> _Task_: Please identify each line below that contains the word "spoon" and copy those lines out in full. Case counts, so only an exact match of capitalization qualifies.

> _Material shown_:
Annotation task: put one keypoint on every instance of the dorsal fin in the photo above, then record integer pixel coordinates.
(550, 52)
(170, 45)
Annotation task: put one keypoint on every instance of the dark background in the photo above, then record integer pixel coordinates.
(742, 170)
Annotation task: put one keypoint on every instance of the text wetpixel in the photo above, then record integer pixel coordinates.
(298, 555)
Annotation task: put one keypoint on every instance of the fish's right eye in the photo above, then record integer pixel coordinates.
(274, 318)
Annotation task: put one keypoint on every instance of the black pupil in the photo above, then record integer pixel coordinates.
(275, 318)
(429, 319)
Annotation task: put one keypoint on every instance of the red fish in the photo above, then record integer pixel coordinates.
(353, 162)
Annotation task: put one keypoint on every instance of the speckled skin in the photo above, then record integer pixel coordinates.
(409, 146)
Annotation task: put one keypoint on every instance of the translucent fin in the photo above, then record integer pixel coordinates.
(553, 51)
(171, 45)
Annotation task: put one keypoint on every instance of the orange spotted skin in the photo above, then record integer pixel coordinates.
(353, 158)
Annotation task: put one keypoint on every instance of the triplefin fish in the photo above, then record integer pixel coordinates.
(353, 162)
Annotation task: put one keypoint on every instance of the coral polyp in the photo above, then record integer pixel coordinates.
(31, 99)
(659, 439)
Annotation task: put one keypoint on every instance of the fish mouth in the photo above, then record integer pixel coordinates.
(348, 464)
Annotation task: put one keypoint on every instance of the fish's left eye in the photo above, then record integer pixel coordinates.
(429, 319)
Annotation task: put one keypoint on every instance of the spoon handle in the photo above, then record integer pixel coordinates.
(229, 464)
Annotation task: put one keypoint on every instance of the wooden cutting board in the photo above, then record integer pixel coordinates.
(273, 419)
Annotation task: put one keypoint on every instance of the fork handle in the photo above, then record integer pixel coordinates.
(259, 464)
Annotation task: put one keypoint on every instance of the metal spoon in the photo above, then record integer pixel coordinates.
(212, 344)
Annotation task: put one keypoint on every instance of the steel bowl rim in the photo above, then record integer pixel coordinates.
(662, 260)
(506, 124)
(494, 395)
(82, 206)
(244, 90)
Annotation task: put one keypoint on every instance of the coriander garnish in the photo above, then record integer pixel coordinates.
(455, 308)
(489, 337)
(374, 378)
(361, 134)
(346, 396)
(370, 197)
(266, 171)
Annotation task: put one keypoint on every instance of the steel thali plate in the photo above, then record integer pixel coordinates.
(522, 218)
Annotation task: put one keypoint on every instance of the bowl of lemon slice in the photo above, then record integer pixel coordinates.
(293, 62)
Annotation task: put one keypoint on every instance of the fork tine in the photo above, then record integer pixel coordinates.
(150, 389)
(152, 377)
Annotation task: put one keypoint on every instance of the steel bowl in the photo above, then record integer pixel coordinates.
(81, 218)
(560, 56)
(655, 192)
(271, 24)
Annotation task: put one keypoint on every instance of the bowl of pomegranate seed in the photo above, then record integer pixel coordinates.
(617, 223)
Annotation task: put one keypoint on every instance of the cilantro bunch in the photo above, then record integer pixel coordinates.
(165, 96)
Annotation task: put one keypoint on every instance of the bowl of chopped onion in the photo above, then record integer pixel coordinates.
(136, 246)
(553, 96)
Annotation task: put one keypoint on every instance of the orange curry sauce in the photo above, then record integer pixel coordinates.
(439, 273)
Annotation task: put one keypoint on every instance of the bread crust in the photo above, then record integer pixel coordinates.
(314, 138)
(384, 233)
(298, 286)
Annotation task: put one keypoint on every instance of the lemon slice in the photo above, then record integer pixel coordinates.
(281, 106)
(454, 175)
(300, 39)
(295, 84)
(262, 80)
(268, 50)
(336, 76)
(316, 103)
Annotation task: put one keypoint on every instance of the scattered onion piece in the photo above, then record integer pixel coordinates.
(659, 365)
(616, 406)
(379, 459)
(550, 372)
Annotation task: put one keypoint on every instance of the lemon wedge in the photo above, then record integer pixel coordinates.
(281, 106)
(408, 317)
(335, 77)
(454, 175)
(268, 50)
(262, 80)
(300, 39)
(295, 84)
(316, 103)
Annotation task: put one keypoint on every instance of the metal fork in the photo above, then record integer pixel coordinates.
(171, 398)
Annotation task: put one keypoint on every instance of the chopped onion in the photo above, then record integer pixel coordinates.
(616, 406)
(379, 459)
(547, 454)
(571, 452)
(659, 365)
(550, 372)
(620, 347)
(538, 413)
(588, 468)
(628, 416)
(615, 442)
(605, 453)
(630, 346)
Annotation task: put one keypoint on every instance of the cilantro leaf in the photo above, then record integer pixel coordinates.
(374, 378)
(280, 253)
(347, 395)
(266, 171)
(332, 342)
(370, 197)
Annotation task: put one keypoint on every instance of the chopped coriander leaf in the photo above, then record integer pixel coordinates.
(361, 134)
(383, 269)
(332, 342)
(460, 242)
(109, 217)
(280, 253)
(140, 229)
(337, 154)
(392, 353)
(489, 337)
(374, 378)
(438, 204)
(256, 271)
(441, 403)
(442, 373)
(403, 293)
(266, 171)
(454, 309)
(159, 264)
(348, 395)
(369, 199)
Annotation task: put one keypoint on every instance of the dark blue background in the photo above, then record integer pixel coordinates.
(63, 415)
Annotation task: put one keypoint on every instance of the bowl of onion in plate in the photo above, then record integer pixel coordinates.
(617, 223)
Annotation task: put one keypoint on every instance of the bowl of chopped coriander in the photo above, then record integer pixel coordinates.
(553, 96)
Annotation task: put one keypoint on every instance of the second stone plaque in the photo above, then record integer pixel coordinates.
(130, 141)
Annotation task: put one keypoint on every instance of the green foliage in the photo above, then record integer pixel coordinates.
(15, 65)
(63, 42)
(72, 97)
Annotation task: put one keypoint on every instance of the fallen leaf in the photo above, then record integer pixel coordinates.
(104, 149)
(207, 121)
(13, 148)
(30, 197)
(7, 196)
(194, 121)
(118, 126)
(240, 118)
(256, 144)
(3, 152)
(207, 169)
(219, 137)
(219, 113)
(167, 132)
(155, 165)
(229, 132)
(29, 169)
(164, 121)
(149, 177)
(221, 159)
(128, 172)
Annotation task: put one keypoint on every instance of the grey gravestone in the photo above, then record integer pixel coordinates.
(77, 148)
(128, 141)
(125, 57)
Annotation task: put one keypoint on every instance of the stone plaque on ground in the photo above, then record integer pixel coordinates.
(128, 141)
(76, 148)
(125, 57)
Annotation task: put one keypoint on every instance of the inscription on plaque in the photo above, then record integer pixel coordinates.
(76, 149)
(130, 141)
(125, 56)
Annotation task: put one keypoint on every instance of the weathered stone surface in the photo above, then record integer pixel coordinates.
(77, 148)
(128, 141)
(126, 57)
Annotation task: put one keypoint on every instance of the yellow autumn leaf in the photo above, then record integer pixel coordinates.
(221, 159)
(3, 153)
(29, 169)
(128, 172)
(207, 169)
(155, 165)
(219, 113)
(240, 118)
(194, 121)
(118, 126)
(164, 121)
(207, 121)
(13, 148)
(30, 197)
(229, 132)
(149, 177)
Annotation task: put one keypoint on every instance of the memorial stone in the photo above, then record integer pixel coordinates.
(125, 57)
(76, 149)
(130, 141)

---

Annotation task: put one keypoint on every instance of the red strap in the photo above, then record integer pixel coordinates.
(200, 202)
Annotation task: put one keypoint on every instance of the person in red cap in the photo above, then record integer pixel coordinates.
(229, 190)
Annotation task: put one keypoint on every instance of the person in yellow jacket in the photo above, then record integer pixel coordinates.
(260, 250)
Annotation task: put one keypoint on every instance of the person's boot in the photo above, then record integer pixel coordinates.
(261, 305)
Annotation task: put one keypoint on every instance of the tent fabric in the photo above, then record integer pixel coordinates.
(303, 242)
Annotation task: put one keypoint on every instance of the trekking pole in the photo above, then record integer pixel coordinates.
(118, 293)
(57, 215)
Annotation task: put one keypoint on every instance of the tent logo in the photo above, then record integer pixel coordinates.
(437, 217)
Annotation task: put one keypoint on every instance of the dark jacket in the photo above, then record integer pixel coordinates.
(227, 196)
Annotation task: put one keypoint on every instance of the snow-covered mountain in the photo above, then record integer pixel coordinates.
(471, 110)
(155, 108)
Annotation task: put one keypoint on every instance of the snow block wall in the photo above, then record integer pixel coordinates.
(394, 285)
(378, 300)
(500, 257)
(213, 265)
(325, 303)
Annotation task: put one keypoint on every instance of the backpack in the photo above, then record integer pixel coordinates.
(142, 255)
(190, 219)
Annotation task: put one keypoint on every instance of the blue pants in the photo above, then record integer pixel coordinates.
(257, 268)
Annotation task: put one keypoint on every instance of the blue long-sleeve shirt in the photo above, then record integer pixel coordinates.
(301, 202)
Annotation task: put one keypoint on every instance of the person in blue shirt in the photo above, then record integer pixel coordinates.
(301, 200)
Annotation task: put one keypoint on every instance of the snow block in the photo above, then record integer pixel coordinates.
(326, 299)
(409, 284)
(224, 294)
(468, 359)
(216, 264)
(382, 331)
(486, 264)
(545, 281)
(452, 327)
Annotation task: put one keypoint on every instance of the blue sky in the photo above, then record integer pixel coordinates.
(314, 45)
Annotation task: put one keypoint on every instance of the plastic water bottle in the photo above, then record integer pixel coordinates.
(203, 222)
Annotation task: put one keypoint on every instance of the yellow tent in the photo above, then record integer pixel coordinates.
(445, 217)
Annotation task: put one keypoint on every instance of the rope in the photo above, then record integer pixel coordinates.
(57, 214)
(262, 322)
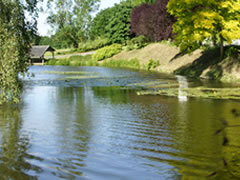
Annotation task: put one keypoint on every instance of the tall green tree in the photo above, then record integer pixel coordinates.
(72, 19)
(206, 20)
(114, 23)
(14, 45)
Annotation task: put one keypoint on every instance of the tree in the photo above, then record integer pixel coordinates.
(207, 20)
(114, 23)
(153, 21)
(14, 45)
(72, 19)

* * *

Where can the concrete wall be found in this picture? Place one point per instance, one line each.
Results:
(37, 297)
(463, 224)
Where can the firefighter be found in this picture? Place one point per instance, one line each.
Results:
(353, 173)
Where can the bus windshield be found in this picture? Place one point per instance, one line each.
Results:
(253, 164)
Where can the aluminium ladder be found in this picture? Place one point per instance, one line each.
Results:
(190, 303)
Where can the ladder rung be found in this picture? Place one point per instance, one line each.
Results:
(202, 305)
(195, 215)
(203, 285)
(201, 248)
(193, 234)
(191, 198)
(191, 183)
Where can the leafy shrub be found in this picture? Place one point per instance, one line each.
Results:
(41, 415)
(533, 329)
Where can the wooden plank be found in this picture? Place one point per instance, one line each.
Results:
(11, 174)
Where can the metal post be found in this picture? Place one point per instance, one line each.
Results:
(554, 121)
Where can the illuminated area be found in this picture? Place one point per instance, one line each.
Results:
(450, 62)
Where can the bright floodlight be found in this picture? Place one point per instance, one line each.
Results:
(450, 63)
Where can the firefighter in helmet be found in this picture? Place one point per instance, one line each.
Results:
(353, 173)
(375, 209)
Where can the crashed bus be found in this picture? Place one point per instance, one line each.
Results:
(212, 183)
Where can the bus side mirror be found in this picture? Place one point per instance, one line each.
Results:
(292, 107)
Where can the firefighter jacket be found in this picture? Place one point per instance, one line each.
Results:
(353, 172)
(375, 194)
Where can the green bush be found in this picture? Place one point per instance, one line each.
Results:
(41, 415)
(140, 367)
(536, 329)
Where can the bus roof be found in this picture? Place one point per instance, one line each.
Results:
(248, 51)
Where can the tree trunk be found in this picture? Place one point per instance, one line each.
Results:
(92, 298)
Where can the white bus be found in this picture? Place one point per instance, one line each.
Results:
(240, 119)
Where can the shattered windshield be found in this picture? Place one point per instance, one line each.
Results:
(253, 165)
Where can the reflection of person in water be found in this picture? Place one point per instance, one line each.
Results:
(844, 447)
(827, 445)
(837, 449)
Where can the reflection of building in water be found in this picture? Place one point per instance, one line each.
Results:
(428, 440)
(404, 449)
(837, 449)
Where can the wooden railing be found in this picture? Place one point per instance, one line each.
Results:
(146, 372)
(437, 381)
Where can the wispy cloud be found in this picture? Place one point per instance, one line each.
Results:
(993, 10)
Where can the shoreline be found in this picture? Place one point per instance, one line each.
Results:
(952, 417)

> _Solved problem_:
Annotation task: put one keypoint on every instance of the spoon handle in the photo above, then record integer pixel coordinates.
Annotation task: put one keypoint on every instance of the metal spoon in the photo above, then record integer pixel coordinates.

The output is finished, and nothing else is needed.